▶ PROVIDED MATERIAL
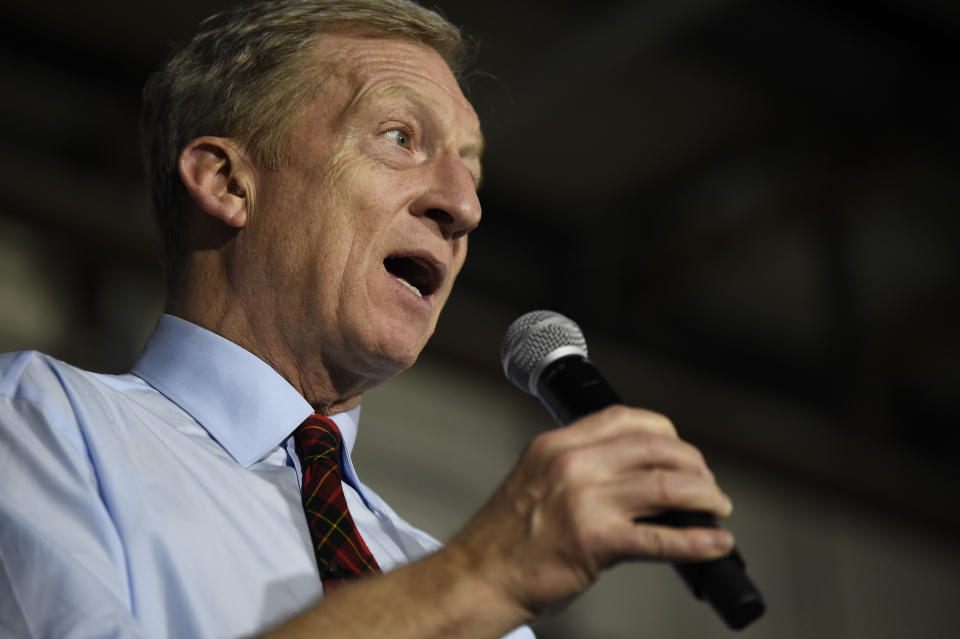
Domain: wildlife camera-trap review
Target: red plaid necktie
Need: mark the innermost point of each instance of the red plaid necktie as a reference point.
(341, 553)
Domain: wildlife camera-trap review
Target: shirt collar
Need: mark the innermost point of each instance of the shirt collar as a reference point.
(239, 399)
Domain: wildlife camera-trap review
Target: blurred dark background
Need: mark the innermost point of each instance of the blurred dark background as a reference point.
(750, 207)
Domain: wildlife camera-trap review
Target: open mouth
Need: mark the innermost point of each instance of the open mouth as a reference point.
(421, 276)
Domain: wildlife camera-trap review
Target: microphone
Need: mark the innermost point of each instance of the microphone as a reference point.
(545, 354)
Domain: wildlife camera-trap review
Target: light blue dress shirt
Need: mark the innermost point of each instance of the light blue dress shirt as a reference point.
(165, 502)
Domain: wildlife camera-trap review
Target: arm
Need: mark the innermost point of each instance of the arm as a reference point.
(564, 513)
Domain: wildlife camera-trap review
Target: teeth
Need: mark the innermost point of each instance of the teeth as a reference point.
(410, 286)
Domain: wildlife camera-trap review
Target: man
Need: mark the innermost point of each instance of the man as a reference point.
(314, 167)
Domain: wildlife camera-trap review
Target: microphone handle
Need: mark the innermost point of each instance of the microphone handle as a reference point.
(570, 388)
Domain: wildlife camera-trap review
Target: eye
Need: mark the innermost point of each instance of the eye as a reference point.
(398, 137)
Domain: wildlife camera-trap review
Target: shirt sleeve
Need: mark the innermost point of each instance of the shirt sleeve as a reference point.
(62, 570)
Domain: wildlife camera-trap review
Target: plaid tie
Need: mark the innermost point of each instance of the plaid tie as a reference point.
(341, 553)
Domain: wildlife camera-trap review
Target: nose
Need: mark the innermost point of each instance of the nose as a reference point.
(451, 200)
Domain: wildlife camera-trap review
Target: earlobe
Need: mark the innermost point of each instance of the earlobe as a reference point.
(213, 172)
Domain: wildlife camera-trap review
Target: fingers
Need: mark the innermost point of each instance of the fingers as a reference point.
(647, 493)
(615, 441)
(674, 544)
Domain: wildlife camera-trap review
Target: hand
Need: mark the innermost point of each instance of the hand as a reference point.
(567, 509)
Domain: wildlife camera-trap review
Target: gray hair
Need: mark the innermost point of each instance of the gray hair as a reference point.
(241, 77)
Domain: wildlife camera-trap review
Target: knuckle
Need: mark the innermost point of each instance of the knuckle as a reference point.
(542, 445)
(662, 486)
(652, 542)
(563, 465)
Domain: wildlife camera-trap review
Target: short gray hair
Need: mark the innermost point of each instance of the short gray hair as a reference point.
(240, 77)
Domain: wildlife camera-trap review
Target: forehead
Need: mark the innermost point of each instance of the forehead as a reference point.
(365, 66)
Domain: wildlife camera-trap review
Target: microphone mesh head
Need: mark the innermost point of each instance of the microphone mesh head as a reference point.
(532, 341)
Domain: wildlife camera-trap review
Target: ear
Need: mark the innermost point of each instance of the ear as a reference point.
(218, 177)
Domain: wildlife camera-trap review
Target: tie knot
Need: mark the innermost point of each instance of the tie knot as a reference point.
(318, 439)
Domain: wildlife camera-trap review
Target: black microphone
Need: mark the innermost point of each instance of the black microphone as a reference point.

▶ PROBLEM DETAILS
Pull out every line in the records above that contains the string "necktie".

▶ WRITTEN RESPONSE
Target: red plaid necktie
Need: mark the innermost point of each instance of the red plaid necktie as a reference point.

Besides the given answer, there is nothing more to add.